> **PROBLEM DESCRIPTION**: Count the lines of the data below that contain the word "overcast", matching case exactly, and give only that number.

===============

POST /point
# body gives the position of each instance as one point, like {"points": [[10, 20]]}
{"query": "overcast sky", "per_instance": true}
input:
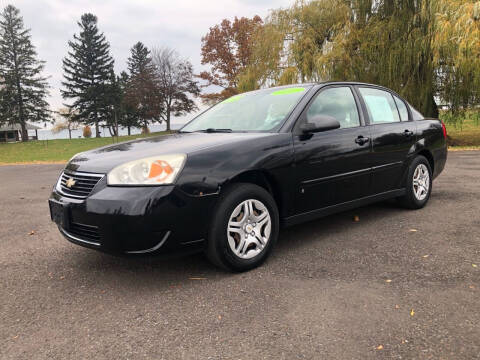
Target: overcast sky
{"points": [[179, 24]]}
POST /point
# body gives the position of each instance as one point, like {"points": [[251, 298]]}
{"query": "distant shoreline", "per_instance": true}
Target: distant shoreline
{"points": [[47, 134]]}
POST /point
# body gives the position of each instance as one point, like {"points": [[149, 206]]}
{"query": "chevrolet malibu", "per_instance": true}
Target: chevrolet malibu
{"points": [[234, 175]]}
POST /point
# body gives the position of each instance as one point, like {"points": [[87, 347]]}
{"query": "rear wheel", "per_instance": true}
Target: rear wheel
{"points": [[419, 184], [244, 228]]}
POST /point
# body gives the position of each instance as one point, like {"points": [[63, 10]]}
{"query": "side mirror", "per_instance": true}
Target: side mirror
{"points": [[319, 123]]}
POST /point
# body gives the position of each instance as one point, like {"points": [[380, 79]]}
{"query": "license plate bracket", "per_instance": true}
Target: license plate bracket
{"points": [[59, 213]]}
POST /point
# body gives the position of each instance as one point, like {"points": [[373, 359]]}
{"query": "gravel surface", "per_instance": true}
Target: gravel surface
{"points": [[396, 284]]}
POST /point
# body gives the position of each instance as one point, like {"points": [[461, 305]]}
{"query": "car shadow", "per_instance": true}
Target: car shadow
{"points": [[150, 272]]}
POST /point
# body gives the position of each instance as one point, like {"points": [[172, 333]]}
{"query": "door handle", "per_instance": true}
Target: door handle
{"points": [[360, 140]]}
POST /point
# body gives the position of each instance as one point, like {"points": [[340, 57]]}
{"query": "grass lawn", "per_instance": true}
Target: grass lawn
{"points": [[60, 150], [468, 136]]}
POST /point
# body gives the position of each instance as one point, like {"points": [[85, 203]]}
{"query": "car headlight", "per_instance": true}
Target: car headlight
{"points": [[155, 170]]}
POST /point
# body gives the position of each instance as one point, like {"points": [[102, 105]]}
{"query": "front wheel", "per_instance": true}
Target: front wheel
{"points": [[244, 228], [419, 184]]}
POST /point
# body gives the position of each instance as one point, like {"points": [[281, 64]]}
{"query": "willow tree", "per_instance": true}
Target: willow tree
{"points": [[380, 41], [457, 55]]}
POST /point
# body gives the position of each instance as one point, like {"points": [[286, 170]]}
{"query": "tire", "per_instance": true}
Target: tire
{"points": [[249, 243], [417, 196]]}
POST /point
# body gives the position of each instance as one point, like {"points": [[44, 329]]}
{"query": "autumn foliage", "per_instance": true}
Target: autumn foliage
{"points": [[227, 48]]}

===============

> **RESPONSE**: 2